►

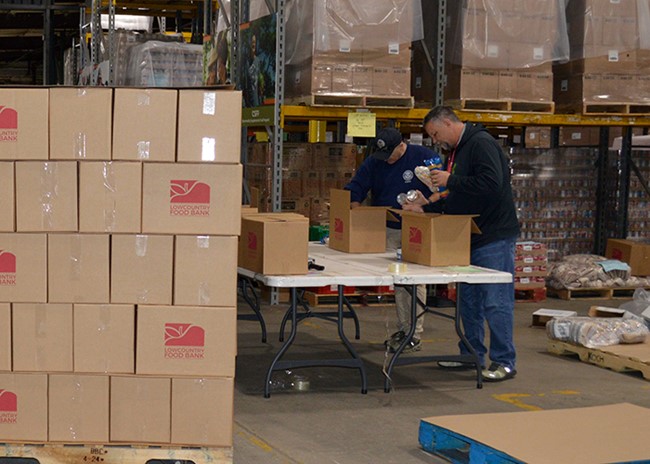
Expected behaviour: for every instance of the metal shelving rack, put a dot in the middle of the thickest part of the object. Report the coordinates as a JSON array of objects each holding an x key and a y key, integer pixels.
[{"x": 413, "y": 117}]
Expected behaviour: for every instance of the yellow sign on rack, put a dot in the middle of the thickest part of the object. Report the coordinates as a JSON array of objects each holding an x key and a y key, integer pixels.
[{"x": 362, "y": 124}]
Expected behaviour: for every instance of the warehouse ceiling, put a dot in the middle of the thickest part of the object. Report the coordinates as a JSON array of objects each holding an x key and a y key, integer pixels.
[{"x": 23, "y": 24}]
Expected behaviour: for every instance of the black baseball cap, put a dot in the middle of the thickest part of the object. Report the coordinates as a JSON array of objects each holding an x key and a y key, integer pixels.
[{"x": 385, "y": 142}]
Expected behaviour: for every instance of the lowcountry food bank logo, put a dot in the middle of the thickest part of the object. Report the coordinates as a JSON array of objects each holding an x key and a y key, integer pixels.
[
  {"x": 8, "y": 407},
  {"x": 184, "y": 341},
  {"x": 339, "y": 227},
  {"x": 8, "y": 124},
  {"x": 415, "y": 238},
  {"x": 7, "y": 268},
  {"x": 189, "y": 198}
]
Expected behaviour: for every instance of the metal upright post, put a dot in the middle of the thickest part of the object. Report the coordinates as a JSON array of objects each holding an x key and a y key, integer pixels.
[
  {"x": 95, "y": 32},
  {"x": 600, "y": 220},
  {"x": 111, "y": 42},
  {"x": 625, "y": 157},
  {"x": 279, "y": 100},
  {"x": 440, "y": 53}
]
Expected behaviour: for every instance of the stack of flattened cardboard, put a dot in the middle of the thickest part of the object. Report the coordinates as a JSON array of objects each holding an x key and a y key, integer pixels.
[{"x": 119, "y": 221}]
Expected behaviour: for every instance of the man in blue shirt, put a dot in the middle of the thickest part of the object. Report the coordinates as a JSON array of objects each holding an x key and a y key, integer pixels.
[{"x": 387, "y": 172}]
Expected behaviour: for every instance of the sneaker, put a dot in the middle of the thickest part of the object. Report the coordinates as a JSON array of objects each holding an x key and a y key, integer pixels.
[
  {"x": 414, "y": 345},
  {"x": 455, "y": 365},
  {"x": 498, "y": 373},
  {"x": 395, "y": 339}
]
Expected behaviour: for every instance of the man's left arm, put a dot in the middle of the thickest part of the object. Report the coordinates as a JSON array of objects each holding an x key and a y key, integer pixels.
[{"x": 486, "y": 171}]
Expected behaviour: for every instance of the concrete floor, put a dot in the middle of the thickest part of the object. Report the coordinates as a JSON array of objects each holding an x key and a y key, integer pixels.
[{"x": 334, "y": 423}]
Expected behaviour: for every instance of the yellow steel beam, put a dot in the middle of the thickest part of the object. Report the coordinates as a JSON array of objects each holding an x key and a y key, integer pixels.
[{"x": 415, "y": 115}]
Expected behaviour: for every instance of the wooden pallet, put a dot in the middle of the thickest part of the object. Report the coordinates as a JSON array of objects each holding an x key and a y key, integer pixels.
[
  {"x": 367, "y": 101},
  {"x": 596, "y": 293},
  {"x": 361, "y": 299},
  {"x": 619, "y": 358},
  {"x": 607, "y": 109},
  {"x": 530, "y": 295},
  {"x": 458, "y": 448},
  {"x": 512, "y": 106},
  {"x": 108, "y": 454}
]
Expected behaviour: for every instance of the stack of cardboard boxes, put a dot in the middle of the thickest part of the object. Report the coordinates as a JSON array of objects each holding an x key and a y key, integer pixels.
[
  {"x": 343, "y": 49},
  {"x": 608, "y": 54},
  {"x": 531, "y": 263},
  {"x": 118, "y": 251},
  {"x": 502, "y": 49},
  {"x": 309, "y": 172}
]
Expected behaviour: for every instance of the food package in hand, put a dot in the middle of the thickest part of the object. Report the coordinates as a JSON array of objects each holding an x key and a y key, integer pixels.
[{"x": 423, "y": 173}]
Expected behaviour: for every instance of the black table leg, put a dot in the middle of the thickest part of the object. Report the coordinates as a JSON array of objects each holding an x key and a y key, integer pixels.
[
  {"x": 472, "y": 357},
  {"x": 254, "y": 304},
  {"x": 285, "y": 346},
  {"x": 346, "y": 342}
]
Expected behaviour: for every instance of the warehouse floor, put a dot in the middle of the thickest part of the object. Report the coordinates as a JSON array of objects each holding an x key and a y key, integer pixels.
[{"x": 334, "y": 423}]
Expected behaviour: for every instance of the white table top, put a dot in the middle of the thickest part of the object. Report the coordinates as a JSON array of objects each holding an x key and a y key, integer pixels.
[{"x": 355, "y": 269}]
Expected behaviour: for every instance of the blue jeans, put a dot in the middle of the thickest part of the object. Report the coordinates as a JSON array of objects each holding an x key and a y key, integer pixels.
[{"x": 491, "y": 303}]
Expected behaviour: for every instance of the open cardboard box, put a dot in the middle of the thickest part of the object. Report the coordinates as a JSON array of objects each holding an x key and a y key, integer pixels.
[
  {"x": 435, "y": 239},
  {"x": 274, "y": 243},
  {"x": 358, "y": 230}
]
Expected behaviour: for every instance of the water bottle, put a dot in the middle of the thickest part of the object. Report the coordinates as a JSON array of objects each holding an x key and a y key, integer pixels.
[{"x": 435, "y": 164}]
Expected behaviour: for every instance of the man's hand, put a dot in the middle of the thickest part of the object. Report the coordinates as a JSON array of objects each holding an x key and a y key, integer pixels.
[{"x": 439, "y": 178}]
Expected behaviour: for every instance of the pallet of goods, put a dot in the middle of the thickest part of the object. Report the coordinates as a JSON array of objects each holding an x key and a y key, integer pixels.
[{"x": 117, "y": 328}]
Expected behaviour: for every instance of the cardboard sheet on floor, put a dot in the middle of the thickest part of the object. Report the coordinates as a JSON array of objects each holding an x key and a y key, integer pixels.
[{"x": 612, "y": 433}]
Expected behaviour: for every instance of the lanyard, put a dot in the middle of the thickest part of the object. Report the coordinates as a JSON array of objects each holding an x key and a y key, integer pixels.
[{"x": 450, "y": 164}]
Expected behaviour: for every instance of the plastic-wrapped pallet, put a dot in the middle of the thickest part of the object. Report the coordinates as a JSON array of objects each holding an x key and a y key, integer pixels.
[
  {"x": 597, "y": 332},
  {"x": 165, "y": 64}
]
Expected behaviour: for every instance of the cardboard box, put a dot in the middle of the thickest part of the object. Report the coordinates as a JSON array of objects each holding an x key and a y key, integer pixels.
[
  {"x": 78, "y": 268},
  {"x": 144, "y": 124},
  {"x": 338, "y": 156},
  {"x": 197, "y": 281},
  {"x": 543, "y": 315},
  {"x": 78, "y": 408},
  {"x": 604, "y": 311},
  {"x": 202, "y": 411},
  {"x": 23, "y": 407},
  {"x": 358, "y": 230},
  {"x": 274, "y": 243},
  {"x": 186, "y": 340},
  {"x": 298, "y": 156},
  {"x": 636, "y": 254},
  {"x": 579, "y": 136},
  {"x": 23, "y": 268},
  {"x": 80, "y": 123},
  {"x": 596, "y": 434},
  {"x": 110, "y": 197},
  {"x": 23, "y": 123},
  {"x": 42, "y": 337},
  {"x": 140, "y": 409},
  {"x": 191, "y": 199},
  {"x": 538, "y": 137},
  {"x": 436, "y": 239},
  {"x": 7, "y": 197},
  {"x": 208, "y": 124},
  {"x": 5, "y": 337},
  {"x": 46, "y": 196},
  {"x": 141, "y": 269},
  {"x": 104, "y": 338}
]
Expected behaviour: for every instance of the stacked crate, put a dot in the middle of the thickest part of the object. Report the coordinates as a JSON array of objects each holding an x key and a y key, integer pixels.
[
  {"x": 118, "y": 265},
  {"x": 309, "y": 171},
  {"x": 339, "y": 49},
  {"x": 531, "y": 263},
  {"x": 609, "y": 60},
  {"x": 502, "y": 50}
]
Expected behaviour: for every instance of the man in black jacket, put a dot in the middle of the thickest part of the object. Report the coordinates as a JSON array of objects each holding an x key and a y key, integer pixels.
[{"x": 477, "y": 178}]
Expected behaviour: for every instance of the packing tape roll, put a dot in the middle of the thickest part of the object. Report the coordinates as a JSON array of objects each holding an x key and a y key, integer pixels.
[{"x": 397, "y": 268}]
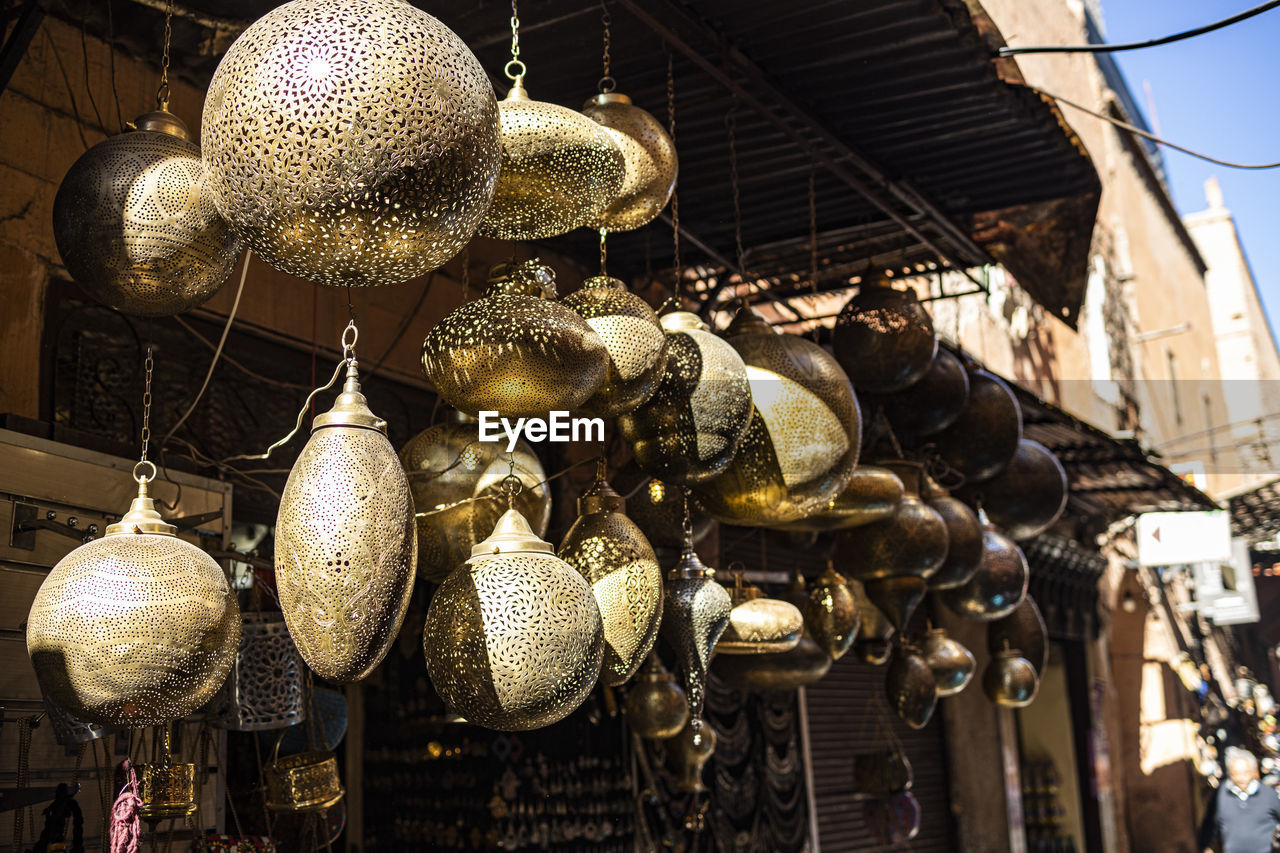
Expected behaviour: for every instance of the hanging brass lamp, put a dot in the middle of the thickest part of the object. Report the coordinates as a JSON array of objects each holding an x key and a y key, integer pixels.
[
  {"x": 560, "y": 169},
  {"x": 649, "y": 158},
  {"x": 513, "y": 637},
  {"x": 801, "y": 446},
  {"x": 883, "y": 338},
  {"x": 691, "y": 427},
  {"x": 137, "y": 628},
  {"x": 456, "y": 482},
  {"x": 759, "y": 625},
  {"x": 136, "y": 224},
  {"x": 351, "y": 142},
  {"x": 607, "y": 548},
  {"x": 634, "y": 338},
  {"x": 657, "y": 707},
  {"x": 344, "y": 543},
  {"x": 516, "y": 351}
]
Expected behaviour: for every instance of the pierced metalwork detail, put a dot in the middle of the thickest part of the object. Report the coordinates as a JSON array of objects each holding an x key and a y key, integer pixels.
[
  {"x": 136, "y": 224},
  {"x": 351, "y": 141},
  {"x": 513, "y": 639}
]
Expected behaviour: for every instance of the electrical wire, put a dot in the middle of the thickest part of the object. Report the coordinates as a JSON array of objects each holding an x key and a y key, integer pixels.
[
  {"x": 1138, "y": 45},
  {"x": 1143, "y": 133}
]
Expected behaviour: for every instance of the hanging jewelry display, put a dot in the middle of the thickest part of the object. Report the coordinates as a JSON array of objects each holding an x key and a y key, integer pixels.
[
  {"x": 137, "y": 628},
  {"x": 135, "y": 222},
  {"x": 456, "y": 482},
  {"x": 608, "y": 550},
  {"x": 801, "y": 446},
  {"x": 516, "y": 351},
  {"x": 634, "y": 338},
  {"x": 560, "y": 168},
  {"x": 883, "y": 338},
  {"x": 513, "y": 638},
  {"x": 325, "y": 155},
  {"x": 344, "y": 543},
  {"x": 952, "y": 664},
  {"x": 657, "y": 708},
  {"x": 1028, "y": 496},
  {"x": 691, "y": 427}
]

◄

● Given problem:
Starting at the line that contains "Expected behaviour: for every instance of the hanging jewelry", retype each line through the end of the listing above and nothing else.

● Written reply:
Expected behaviour: for every instance of the hanging jewelry display, put a dot in the middle of the thickest part of the object. Report the coordinates as a JSON array of objects each holding an x key and a y key, integer pixels.
[
  {"x": 137, "y": 628},
  {"x": 135, "y": 222},
  {"x": 456, "y": 482},
  {"x": 608, "y": 550},
  {"x": 801, "y": 446},
  {"x": 516, "y": 351},
  {"x": 634, "y": 338},
  {"x": 560, "y": 168},
  {"x": 883, "y": 338},
  {"x": 513, "y": 638},
  {"x": 325, "y": 155},
  {"x": 344, "y": 543},
  {"x": 952, "y": 664},
  {"x": 657, "y": 708},
  {"x": 1028, "y": 496},
  {"x": 691, "y": 427}
]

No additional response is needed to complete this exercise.